[Stored data entries]
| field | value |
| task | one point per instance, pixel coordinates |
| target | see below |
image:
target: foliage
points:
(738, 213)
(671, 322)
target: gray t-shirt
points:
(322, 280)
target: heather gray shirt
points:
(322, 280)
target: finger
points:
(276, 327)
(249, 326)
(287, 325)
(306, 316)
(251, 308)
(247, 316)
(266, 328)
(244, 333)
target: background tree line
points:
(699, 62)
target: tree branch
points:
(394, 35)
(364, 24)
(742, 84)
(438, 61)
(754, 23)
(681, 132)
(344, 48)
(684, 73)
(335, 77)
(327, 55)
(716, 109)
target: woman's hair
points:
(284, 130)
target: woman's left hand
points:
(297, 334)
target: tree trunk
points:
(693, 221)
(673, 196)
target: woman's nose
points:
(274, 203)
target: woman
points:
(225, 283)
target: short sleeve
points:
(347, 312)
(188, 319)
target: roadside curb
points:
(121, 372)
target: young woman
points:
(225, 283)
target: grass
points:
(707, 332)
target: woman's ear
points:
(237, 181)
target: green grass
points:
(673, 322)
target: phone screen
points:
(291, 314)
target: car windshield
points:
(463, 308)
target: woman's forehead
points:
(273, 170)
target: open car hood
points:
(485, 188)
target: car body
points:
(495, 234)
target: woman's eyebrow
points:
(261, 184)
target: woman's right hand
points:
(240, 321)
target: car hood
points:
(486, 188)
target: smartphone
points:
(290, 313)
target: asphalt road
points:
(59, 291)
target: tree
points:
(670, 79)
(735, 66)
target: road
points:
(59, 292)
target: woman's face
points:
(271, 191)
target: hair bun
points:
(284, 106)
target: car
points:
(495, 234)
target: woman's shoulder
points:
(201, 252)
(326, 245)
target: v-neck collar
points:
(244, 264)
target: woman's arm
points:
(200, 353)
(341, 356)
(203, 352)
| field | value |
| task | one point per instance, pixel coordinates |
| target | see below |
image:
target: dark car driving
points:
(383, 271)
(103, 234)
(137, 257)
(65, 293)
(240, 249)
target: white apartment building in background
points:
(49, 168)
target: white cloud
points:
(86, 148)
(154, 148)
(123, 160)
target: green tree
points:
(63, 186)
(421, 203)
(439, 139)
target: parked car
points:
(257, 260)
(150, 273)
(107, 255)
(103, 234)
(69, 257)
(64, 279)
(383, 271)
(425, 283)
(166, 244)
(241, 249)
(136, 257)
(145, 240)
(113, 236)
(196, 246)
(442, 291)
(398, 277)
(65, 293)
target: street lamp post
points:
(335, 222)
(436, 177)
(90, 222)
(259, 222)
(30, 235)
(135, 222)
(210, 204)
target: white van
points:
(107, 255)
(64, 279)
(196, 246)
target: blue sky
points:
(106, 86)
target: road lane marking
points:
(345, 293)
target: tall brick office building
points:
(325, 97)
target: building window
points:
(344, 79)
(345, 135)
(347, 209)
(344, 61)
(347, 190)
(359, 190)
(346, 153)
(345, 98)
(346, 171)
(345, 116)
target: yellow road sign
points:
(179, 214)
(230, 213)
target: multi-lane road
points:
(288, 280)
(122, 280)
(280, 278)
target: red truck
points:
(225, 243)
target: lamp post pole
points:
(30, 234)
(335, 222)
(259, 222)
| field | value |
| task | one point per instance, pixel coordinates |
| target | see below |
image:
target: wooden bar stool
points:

EXERCISE AIM ::
All lines from the one with "target: lamp post pole" through the end of the data must be repeated exactly, and nothing else may be repeated.

EXPECTED ANSWER ::
target: lamp post pole
points:
(30, 234)
(335, 222)
(259, 222)
| field | value |
| task | one point per instance, pixel coordinates |
| target | see below |
image:
target: wooden bar stool
points:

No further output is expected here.